In your copy, drop the images and return each record exactly as it stands.

• **Data items**
================

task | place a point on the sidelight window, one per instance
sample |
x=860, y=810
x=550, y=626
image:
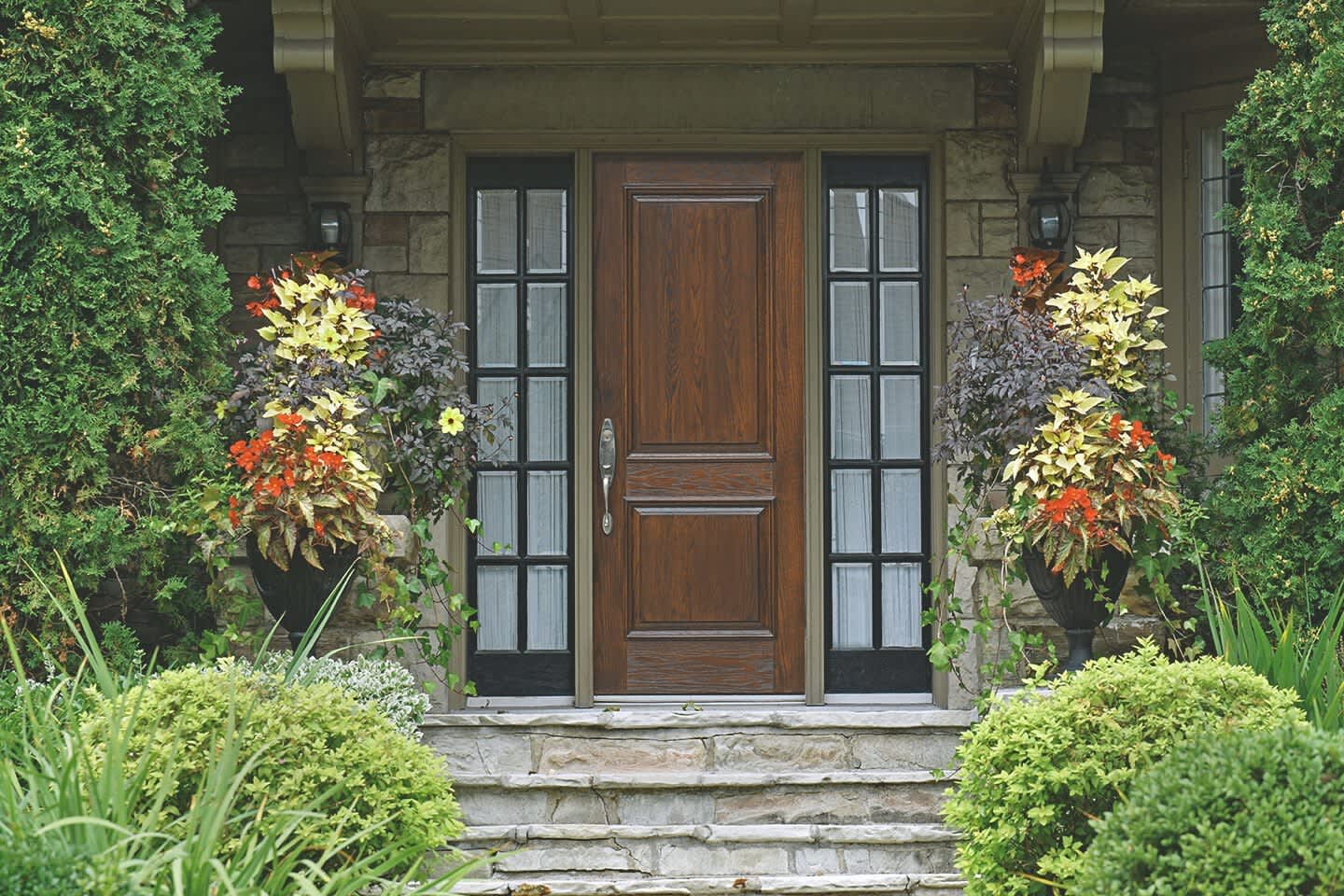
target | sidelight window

================

• **Result of this exercise**
task | place a point on the sidelight window, one per instance
sample |
x=860, y=810
x=550, y=626
image:
target | sidelight window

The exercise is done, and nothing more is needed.